↓↓↓

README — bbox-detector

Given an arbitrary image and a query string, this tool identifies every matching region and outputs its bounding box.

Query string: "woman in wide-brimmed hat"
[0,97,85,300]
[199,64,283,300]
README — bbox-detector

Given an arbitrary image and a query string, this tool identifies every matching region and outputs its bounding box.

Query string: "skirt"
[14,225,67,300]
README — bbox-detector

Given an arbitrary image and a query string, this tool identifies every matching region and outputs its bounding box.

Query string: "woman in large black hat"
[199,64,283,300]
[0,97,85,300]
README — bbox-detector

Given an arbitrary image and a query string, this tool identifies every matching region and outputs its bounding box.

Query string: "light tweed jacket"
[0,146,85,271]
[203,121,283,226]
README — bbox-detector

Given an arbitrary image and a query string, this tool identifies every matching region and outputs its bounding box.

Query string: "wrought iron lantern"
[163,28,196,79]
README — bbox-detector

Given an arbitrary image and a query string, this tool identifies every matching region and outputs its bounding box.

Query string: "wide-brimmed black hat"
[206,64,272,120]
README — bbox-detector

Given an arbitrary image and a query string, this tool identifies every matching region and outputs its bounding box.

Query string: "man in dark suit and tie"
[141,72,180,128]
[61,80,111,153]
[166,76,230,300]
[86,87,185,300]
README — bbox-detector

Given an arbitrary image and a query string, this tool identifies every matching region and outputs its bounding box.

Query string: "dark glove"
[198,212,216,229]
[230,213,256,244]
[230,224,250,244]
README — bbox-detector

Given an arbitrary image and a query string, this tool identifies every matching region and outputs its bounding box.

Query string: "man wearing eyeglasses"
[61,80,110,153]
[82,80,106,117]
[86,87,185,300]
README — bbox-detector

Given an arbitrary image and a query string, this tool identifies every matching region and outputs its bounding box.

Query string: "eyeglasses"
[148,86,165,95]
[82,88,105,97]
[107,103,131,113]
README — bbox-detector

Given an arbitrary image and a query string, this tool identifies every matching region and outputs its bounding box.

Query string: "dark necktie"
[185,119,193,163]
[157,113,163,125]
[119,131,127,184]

↑↑↑

### [Problem to work on]
Extract every line of the material above that contains the string "woman" and copy each one unchanged.

### [Exercise solution]
Query string: "woman in wide-brimmed hat"
Query string: "woman in large black hat"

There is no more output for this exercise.